# THINGS TO DO:
1. Summarize the book review in two sentences.
2. Based on the book review, answer yes or no to each statement and quote the words that decide it: (a) Julia Scott disappeared at the age of 19. (b) The reviewer has already read Blindsighted. (c) Lydia is the trophy wife of an Atlanta millionaire.

# SOURCE:
Another from the ARC file! I actually had the privilege of briefly meeting Karin Slaughter at BEA during a booth signing. (It was actually a bit awkward because she was signing with two other authors who I had never heard of, and I couldn’t just say “Sorry, I only want her book,” so I ended up with a couple signed books I probably won’t actually read. Anyway…) She was signing copies of Blindsighted, the first in the popular Grant County series. I haven’t read that one yet, but based on my enjoyment of Pretty Girls (out tomorrow from William Morrow!), which I got after BEA from a William Morrow rep I met, I think Ms. Slaughter might be a new addition to my auto-buy list!
When Julia Scott disappeared at the age of 19, the Scott family was torn apart. Her father, determined to find her abductor, documented his personal research in a series of journals before dying—of grief, many said. Her sisters, Claire and Lydia, grew up to lead very different lives: Claire as the trophy wife of an Atlanta millionaire, and Lydia as the ex-addict single mother of a teenaged daughter. The wounds of their childhood, which never fully healed, are ripped open again when Claire’s husband is murdered.
Now the two sisters, having barely spoken to each other in over a decade, form an uneasy alliance as they try to understand why Paul was murdered. Along the way, they discover more horror than they could have ever imagined—including clues to what happened to their sister almost 25 years ago.

# GIVEN ENTRIES:
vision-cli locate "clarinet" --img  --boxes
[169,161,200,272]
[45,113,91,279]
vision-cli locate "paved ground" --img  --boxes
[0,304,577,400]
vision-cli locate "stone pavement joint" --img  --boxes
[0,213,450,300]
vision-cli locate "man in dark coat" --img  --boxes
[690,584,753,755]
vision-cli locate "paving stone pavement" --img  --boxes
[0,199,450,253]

# THE RESPONSES:
1. The reviewer met Karin Slaughter at a BEA booth signing and, after enjoying Pretty Girls, thinks she may become an auto-buy author. The novel follows sisters Claire and Lydia, whose sister Julia disappeared at 19, as they form an uneasy alliance after Claire's husband is murdered and uncover clues to what happened to Julia.

2.
(a) Yes: "When Julia Scott disappeared at the age of 19"
(b) No: "I haven’t read that one yet"
(c) No: "Claire as the trophy wife of an Atlanta millionaire, and Lydia as the ex-addict single mother of a teenaged daughter"